§ **Extrait**
────────────────
C’est ainsi qu’on apprend qu’une taxe supplémentaire sera bientôt mise en place pour la collecte des poubelles (pourtant déjà couverte par les taxes locales, d’habitation et foncières, dont les modifications récentes n’ont pas fait que des heureux).
On pourra se rassurer en constatant que l’avalanche taxatoire touche aussi les Parisiens (hormis leurs élites, ne nous égarons pas) qui verront bientôt une nouvelle taxe sur les meublés touristiques. Notons au passage que malgré cette taxe, instaurée pour compenser l’hypothétique baisse de la taxe d’habitation, la Mairie s’empresse d’expliquer pourquoi elle a bien pu augmenter. L’ingénierie financière dans la Capitale (et son trou de plusieurs milliards d’euros maintenant), c’est du sérieux.
Une bonne nouvelle dans ce fatras de taxes naissantes : celle instituée sur les Netflix et autres Youtube a fini par rapporter 7 millions « pour le cinéma français ». Rappelons qu’à l’instar des taxes sur le lait qui sont payées – comme chacun sait – par la vache, les taxes sur les vidéos en ligne sont bien évidemment payées par les sociétés de distribution. Mais si. Puisqu’on vous le dit. Le Français, heureux, en redemandera sans doute.
Comme il redemandera sans doute une grosse louchée de sécurité routière ; la limitation à 80 km/h ayant déjà eu des résultats fumants, on va à présent proposer les « contrôles routiers furtifs » : puisque la signalisation des radars par des panneaux et sur les applications mobiles dédiées permettait à beaucoup d’éviter la prune, il a été judicieusement décidé de mettre fin à cette signalisation. On appréciera la raison invoquée (la lutte contre la criminalité) qui est à la sécurité routière ce que la taxe carburant est à la lutte contre la pollution ou la tournante des Cités au romantisme amoureux : un bon gros foutage de gueule des familles ; il suffira d’apprendre que, dans le cadre du projet de loi de finances rectificative (PLFR) pour 2018, le gouvernement a choisi de réaffecter 577 millions d’euros de ces taxes « écologiques » vers le budget général pour bien le comprendre.
Devant ces derniers éléments récents, pas de doute : la prise de conscience que la bastonnade taxatoire est allée trop loin semble bien lente au gouvernement.
En revanche, elle est bien présente chez les politiciens d’opposition et chez les syndicats.
Chez les premiers, le simple fait qu’ils tentent par tous les moyens de récupérer le mouvement montre qu’ils ont nettement perçu son caractère populaire et transversal à la société française. Voir un Wauquiez ou un Mélenchon trainer leurs yeux globuleux et humides de désir populaire dans ces manifestations ne laisse pas l’ombre d’un doute sur l’ampleur du mouvement qui ne les aurait jamais intéressés s’il n’avait concerné qu’une trop faible proportion de votants…
Chez les seconds, la nature même du mouvement, indépendant de tout syndicalisme, empêchera nos amis encartés de se rattacher, même de loin, à ce genre de manifestations. Griller de la merguez achetée sur les fonds du syndicat ne pose aucun souci ; envisager de le faire pour de la merguez sauvage, non sanctionnée officiellement par un baron syndical, c’est absolument impensable et introduirait une concurrence malsaine qu’en bons anticapitalistes, ils ne supportent pas.
────────────────
(Extraits de données de pointage)
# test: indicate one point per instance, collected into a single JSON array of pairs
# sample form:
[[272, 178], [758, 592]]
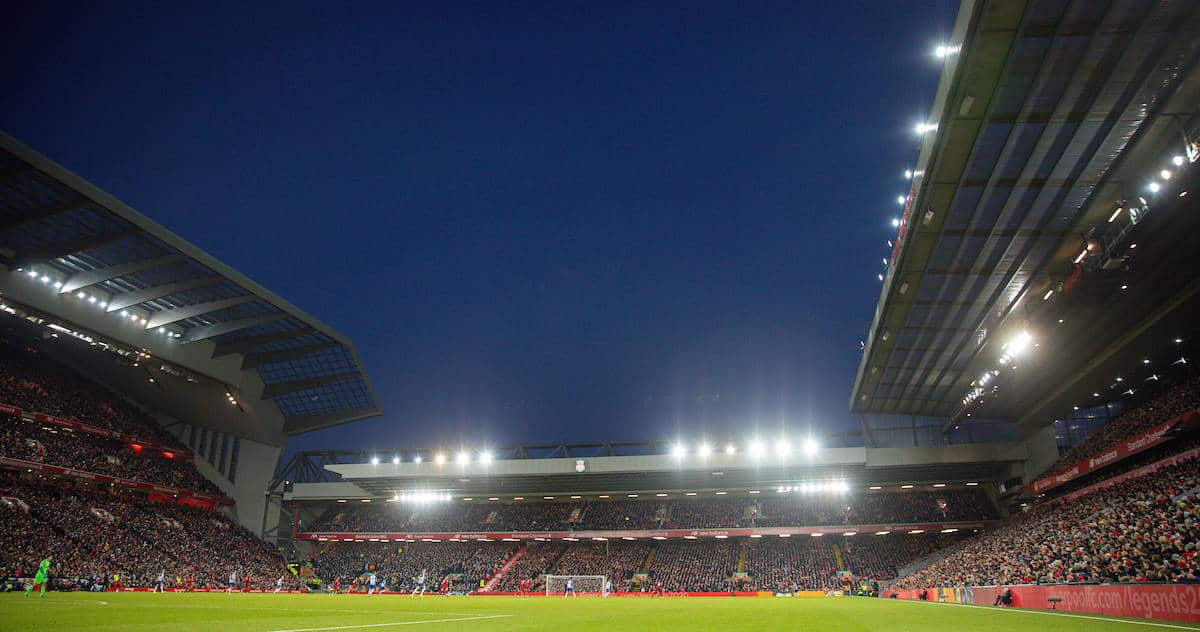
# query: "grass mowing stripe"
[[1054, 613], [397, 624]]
────────────────
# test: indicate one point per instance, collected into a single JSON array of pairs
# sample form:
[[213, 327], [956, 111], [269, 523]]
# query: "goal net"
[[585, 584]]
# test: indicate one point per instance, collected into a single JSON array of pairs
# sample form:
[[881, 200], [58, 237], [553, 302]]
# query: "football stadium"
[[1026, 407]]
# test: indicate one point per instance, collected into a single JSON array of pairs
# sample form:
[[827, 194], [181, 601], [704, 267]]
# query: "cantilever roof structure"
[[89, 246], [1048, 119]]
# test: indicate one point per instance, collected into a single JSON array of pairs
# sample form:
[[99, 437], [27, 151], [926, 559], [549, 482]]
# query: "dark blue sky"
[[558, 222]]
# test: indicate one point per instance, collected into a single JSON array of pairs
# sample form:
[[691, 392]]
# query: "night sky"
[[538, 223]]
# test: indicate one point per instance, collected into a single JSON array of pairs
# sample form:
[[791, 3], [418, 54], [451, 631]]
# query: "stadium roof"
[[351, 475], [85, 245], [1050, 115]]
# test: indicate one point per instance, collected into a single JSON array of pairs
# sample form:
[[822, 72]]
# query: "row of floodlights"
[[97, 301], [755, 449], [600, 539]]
────────────────
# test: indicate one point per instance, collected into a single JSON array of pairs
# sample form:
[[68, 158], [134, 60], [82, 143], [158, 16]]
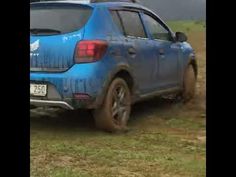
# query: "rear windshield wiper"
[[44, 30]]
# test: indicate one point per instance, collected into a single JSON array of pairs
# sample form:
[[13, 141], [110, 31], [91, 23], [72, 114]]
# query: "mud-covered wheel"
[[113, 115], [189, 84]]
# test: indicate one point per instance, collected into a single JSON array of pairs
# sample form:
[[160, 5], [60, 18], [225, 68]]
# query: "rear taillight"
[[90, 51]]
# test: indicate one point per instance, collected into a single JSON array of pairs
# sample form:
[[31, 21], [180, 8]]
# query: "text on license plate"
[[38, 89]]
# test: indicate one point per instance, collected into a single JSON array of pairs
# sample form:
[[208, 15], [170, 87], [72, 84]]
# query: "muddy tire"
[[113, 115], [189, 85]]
────────────────
§ **Série de consignes**
[a] D'après le texte sur l'accumulation des taxes, quelle somme le gouvernement a-t-il choisi de réaffecter vers le budget général dans le projet de loi de finances rectificative pour 2018 ?
[b] Recopiez la partie du texte sur l'accumulation des taxes qui s'ouvre sur les mots « Une bonne nouvelle » et se clôt sur « redemandera sans doute. ».
[c] Poursuivez le texte sur l'accumulation des taxes à partir de sa dernière phrase.

§ **Liste des réponses**
[a] Il a choisi de réaffecter 577 millions d'euros de taxes « écologiques ».

[b]
Une bonne nouvelle dans ce fatras de taxes naissantes : celle instituée sur les Netflix et autres Youtube a fini par rapporter 7 millions « pour le cinéma français ». Rappelons qu’à l’instar des taxes sur le lait qui sont payées – comme chacun sait – par la vache, les taxes sur les vidéos en ligne sont bien évidemment payées par les sociétés de distribution. Mais si. Puisqu’on vous le dit. Le Français, heureux, en redemandera sans doute.

[c]
Bref : un gouvernement résolument sourd, des politiciens concernés parce que cupides (au moins électoralement), des syndicalistes terrorisés de voir leur terrain de jeu se dérober sous leurs pieds… La situation, quasi-inédite, est en place.
On doit à présent s’interroger sur les suites possibles sachant que le mot d’ordre (la baisse des taxes et donc, au final, la baisse de la dépense publique) est parfaitement légitime.
En effet, comme la grève de l’impôt n’est guère envisageable (et qu’elle est sévèrement punie par la loi à tel point qu’il vaut mieux tuer un policier, la clémence de la justice sera plus facile à réclamer), il n’y a plus qu’un nombre limité d’options pour aboutir à l’effet désiré.
Au-delà de l’extension du mouvement avec une démonstration de force dans Paris même, qui est d’ores est déjà envisagée, et outre les propositions que je développais ici qui reviennent à gripper les abominables tubulures multiples de nos administrations empesées dans leurs décrets, circulaires et procédures bureaucratiques ubuesques, notons celle déjà mise en place par certains Gilets Jaunes : bloquer certaines administrations.
L’idée de ces Gilets Jaunes est intéressante : eux ont bien compris que le nerf de la guerre ne résidait finalement que dans un nombre fort réduit d’institutions. Principales perceptions des impôts, caisses locales de l’URSSAF, les quelques endroits névralgiques en France où les amendes, PV et autres taxes sont collectées… On a vite fait le tour des quelques « places fortes » dont le blocage en bonne et due forme entraînerait une nervosité extrêmement grande de la part de l’élite en place (et je passe sur Bercy, forteresse symbolique).
Eh oui : à la place du blocage des routes, l’impossibilité pour certains fonctionnaires des finances, des URSSAF, de l’inspection du travail ou des douanes de faire leur travail ne provoquerait aucune espèce d’angoisse existentielle auprès d’une écrasante majorité de Français qui ne se bousculeront pas pour savoir ce qu’il est advenu de leur aimable contrôleur fiscal ou inspecteur du travail ayant déboulé dans leur commerce pour y trouver motif à redressement pharaonique.
Un blocage ciblé, en somme, dont toute la subtilité résidera dans sa durée, la plus longue possible. Après quoi le gouvernement, les mains moites, sera obligé de faire intervenir l’armée – oui, rappelez-vous, ces gens entraînés à utiliser la force et dont la solde et la motivation a été consciencieusement sabotées par Louvois.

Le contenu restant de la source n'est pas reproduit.